Member of Parliament for Dover
- In office 11 June 1987 – 8 April 1997
- Preceded by: Peter Rees
- Succeeded by: Gwyn Prosser

Personal details
- Born: 14 November 1950
- Died: 23 August 2022 (aged 71)
- Party: Conservative
- Children: 2
- Alma mater: City of London Polytechnic

= David Shaw (British politician) =

British former Member of Parliament (1950–2022)

David Lawrence Shaw (14 November 1950 – 23 August 2022) was a British politician who served as a Member of Parliament (MP). He was the Conservative Member for Dover from the 1987 general election until the 1997 election, when he lost the seat to Gwyn Prosser of Labour. He was one of the first British Members of Parliament to use the Internet to communicate.

==Early life==
Shaw was born on 14 November 1950. He was educated at the King's College School, Wimbledon and the City of London Polytechnic.

==Political career==
Shaw contested the Leigh, Greater Manchester, constituency at the 1979 general election, but was not elected.

Shaw was embroiled in the Pamella Bordes scandal after providing her with a House of Commons security pass. Bordes was "his part-time unpaid researcher" from the end of December 1988 until 21 February 1989, working on the Net Book Agreement.
===
▶ _To-do list_
1. Restate the part of the article on David Shaw that opens with the words containing "British former Member" and closes with "was not elected.", updating "general election" to "national election" wherever it occurs.
2. Identify each line in the records below that contains the string "wooden", treating case as significant, and copy those lines.
===
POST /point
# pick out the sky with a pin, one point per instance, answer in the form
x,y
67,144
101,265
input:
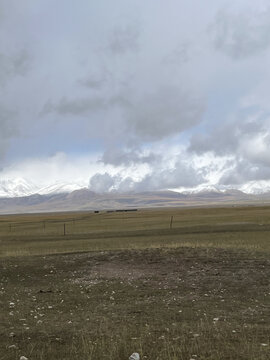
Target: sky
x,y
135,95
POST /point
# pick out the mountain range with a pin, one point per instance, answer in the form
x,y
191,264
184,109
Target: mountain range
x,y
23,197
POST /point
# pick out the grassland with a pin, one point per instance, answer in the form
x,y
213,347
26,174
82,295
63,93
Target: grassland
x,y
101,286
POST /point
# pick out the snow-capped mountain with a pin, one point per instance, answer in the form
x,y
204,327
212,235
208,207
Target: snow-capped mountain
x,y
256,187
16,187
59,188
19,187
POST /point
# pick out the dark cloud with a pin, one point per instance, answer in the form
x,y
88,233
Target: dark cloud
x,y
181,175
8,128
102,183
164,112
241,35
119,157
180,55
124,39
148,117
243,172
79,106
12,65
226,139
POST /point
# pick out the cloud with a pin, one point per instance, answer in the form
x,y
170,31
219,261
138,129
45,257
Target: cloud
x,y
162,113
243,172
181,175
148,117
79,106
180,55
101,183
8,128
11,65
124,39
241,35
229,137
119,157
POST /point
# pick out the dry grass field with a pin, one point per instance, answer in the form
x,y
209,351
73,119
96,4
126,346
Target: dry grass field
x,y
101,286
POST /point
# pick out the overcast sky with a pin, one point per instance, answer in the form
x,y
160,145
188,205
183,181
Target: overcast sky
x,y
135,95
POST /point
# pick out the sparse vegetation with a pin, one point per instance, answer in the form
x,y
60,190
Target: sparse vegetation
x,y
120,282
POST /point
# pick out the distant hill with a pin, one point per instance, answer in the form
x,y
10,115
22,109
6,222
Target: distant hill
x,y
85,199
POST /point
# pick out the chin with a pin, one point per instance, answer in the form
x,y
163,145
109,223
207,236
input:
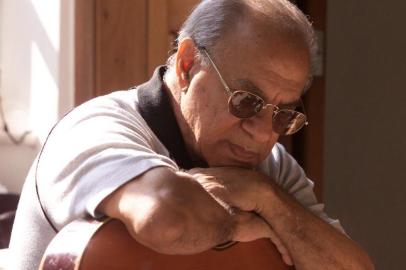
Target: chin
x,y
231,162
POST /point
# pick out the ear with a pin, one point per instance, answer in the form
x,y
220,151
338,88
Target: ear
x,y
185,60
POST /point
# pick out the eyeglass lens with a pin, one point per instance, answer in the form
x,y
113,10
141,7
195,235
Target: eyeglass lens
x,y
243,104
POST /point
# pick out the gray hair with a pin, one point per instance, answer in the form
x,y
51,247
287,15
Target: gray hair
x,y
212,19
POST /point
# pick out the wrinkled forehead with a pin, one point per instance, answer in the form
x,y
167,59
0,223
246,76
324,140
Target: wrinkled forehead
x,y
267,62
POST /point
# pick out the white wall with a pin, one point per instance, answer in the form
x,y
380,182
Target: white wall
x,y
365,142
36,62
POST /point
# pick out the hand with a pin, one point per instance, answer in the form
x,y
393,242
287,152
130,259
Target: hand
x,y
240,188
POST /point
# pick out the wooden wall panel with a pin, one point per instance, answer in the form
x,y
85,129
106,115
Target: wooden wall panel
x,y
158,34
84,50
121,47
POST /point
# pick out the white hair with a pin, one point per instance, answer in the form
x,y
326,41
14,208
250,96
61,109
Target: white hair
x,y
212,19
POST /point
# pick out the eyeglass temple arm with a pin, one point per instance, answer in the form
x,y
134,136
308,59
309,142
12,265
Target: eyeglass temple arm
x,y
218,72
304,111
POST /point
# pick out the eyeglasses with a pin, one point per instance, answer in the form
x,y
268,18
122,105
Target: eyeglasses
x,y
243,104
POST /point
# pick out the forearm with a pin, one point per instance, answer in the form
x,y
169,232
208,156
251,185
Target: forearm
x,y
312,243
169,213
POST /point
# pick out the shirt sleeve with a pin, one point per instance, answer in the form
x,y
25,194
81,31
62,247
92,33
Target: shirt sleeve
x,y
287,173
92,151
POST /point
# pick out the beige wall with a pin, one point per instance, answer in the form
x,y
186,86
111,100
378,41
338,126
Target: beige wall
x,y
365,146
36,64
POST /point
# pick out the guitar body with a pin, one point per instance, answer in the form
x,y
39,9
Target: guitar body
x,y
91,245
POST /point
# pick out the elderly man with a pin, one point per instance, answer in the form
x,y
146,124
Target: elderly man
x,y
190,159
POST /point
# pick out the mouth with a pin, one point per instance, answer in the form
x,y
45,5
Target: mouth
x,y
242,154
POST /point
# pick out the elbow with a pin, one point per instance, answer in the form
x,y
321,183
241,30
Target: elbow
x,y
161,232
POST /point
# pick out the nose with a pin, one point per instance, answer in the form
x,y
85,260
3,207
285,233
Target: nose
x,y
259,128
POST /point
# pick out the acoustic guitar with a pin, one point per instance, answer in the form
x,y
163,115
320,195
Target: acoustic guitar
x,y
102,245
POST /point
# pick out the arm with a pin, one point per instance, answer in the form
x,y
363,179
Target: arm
===
▶ _Solutions to the tasks_
1.
British former Member of Parliament (1950–2022)

David Lawrence Shaw (14 November 1950 – 23 August 2022) was a British politician who served as a Member of Parliament (MP). He was the Conservative Member for Dover from the 1987 national election until the 1997 election, when he lost the seat to Gwyn Prosser of Labour. He was one of the first British Members of Parliament to use the Internet to communicate.

==Early life==
Shaw was born on 14 November 1950. He was educated at the King's College School, Wimbledon and the City of London Polytechnic.

==Political career==
Shaw contested the Leigh, Greater Manchester, constituency at the 1979 national election, but was not elected.

2.
# pick out the wooden wall panel with a pin, one point per instance, answer in the form
Target: wooden wall panel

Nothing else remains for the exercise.